* STORED DATA *
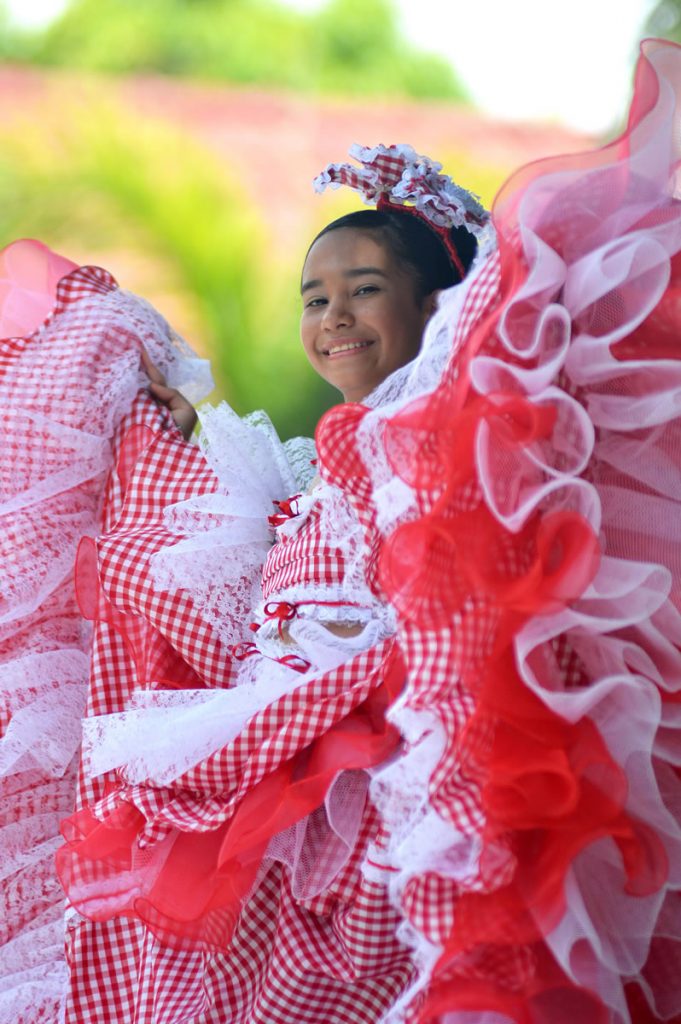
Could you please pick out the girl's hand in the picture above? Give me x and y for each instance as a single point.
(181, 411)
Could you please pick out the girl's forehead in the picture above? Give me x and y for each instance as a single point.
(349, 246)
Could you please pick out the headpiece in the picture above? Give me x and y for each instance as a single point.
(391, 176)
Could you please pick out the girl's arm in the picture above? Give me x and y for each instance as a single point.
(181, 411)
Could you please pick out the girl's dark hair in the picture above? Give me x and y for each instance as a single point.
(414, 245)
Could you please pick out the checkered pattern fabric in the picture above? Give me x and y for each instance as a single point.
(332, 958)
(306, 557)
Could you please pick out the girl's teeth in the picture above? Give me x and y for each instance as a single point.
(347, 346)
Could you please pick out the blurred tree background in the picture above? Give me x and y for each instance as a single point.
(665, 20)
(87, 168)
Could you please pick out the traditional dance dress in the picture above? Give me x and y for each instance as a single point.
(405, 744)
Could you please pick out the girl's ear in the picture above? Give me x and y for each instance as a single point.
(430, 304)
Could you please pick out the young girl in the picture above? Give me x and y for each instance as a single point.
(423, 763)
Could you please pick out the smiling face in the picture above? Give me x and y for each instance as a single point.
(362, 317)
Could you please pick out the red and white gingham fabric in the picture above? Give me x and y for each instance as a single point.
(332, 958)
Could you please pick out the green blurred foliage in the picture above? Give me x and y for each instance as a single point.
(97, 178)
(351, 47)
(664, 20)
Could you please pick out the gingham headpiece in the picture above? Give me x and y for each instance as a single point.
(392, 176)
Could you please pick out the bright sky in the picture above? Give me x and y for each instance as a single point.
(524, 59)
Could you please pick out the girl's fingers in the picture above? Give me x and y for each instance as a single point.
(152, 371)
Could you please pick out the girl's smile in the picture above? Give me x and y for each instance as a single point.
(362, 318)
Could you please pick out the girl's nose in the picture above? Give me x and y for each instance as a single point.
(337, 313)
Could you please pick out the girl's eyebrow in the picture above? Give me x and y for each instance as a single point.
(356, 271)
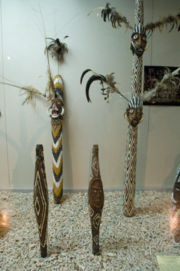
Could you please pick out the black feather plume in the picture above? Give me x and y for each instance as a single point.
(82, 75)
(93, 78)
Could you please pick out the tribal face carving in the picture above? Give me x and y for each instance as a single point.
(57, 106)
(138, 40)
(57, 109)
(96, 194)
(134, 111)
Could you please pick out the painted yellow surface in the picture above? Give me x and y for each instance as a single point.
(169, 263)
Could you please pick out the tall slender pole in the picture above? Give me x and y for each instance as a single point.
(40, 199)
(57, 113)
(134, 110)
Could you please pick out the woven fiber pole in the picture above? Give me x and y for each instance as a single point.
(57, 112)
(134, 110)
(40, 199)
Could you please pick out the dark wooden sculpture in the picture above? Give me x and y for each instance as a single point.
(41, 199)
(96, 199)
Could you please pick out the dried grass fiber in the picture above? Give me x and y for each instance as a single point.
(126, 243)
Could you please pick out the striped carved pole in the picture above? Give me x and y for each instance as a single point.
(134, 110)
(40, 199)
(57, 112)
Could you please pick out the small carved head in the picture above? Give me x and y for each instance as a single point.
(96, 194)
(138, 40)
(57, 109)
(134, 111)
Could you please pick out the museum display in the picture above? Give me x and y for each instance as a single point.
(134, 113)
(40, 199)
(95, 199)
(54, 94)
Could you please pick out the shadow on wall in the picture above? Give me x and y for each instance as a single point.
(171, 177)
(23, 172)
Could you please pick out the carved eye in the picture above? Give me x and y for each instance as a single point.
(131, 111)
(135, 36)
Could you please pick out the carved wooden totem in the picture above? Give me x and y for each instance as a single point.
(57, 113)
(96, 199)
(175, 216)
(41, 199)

* AIM OF THE EXERCISE *
From the line holding "Could you please pick out the shadow" down to the final line above, copy each line exactly, and leave out everything before it.

* SOLUTION *
Could you please pick out the shadow on wall in the picture above? Give me x and y for each instance as a single point.
(171, 177)
(23, 172)
Could you please pick out the carved eye in the picture above? Give me x and y for each instance as a single point.
(131, 111)
(135, 36)
Could you please pick out the carved wooden totem in the picture above? Give me x and y for each instance as a single point.
(57, 113)
(96, 199)
(175, 216)
(41, 199)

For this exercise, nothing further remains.